--- TRECHO DE ORIGEM ---
________________
A condição para receber o adicional é que o número de conselheiros afastados de seus cargos seja, "na média, igual ou superior a dez por cento do total de cargos".
Não é difícil de acontecer: o tribunal é composto por dez conselheiros —sete titulares e três substitutos.
O afastamento de apenas um deles, portanto, já garante que todos os outros recebam mais um terço do salário, na forma de indenização, livre de impostos.
A regra, prevista na resolução 372/2021, do próprio TCE-RJ, foi criada após cinco conselheiros serem afastados por suspeita de corrupção.
Em 2024, cada um dos titulares que trabalhou o mês todo ganhou R$ 13.237,90 a mais por mês; os substitutos levaram R$ 12.576,01 mensais a mais.
________________
--- MATERIAL DO EXERCÍCIO ---
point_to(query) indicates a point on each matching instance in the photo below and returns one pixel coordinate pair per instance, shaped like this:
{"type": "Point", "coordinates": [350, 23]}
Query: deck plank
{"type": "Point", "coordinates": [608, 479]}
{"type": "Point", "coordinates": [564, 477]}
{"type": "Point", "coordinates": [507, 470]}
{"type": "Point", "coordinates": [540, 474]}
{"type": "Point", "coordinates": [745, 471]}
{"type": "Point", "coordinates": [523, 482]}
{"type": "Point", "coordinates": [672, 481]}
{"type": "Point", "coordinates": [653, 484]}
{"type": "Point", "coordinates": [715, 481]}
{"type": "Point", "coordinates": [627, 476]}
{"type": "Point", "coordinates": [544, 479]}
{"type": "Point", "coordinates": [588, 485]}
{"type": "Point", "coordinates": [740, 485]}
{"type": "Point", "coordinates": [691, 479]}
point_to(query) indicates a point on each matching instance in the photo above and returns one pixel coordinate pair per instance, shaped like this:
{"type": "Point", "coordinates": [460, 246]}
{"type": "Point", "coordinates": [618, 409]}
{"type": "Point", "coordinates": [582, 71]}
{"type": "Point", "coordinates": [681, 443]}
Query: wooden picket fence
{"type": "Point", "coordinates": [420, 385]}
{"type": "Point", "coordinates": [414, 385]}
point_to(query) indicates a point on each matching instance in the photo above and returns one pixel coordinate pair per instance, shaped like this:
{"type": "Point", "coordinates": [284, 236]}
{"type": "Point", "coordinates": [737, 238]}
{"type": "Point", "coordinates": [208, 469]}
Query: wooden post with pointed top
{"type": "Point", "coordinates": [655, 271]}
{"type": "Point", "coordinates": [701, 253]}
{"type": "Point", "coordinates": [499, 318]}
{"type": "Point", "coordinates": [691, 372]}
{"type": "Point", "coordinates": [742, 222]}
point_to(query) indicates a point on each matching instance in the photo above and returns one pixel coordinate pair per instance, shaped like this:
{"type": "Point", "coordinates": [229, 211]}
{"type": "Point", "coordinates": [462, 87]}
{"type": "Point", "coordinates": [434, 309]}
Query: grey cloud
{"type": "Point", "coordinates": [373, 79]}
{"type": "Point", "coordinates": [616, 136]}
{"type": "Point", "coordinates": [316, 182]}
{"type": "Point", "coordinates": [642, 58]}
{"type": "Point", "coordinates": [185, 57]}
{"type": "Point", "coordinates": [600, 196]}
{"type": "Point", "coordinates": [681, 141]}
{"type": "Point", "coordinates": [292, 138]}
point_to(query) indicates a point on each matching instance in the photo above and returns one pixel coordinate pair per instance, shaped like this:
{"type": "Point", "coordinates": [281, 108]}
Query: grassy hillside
________________
--- PEDIDOS ---
a - Transcreva todas as linhas dos registros em que aparece a palavra "wooden". A diferença entre maiúsculas e minúsculas conta.
b - Dê sequência ao trecho sobre o adicional pago aos conselheiros do TCE-RJ, começando logo depois da última frase.
O trecho e os registros não têm nenhuma relação entre si.

--- RESPOSTAS ---
a -
Query: wooden picket fence
Query: wooden post with pointed top

b -
A média mensal da remuneração líquida dos conselheiros do TCE-RJ no ano ficou em R$ 40,1 mil —acima dos R$ 31 mil líquidos recebidos pelos ministros do STF, cujos salários são definidos pela Constituição Federal como o teto do serviço público.
Em nota enviada ao UOL, a assessoria de imprensa do TCE-RJ disse que "todos os ganhos remuneratórios são limitados ao teto constitucional, em acordo com a Lei 14.520/ 2023 [lei que define os salários dos ministros do Supremo]".
Desde que o benefício foi criado, o TCE do Rio gastou R$ 2,8 milhões com essas indenizações, contando apenas os conselheiros que estão no cargo hoje e que estavam em atividade na época.
Considerando a média mensal da remuneração líquida de cada um, só o conselheiro Domingos Brazão recebeu menos que os ministros do Supremo.
Ele está afastado do tribunal desde março de 2024, quando foi preso por envolvimento no assassinato da vereadora Marielle Franco (PSOL) e do motorista dela, Anderson Gomes, em 2018.
Brazão é acusado de ter encomendado o crime com seu irmão, Chiquinho Brazão, deputado federal eleito pelo União Brasil, hoje sem partido, preso há um ano.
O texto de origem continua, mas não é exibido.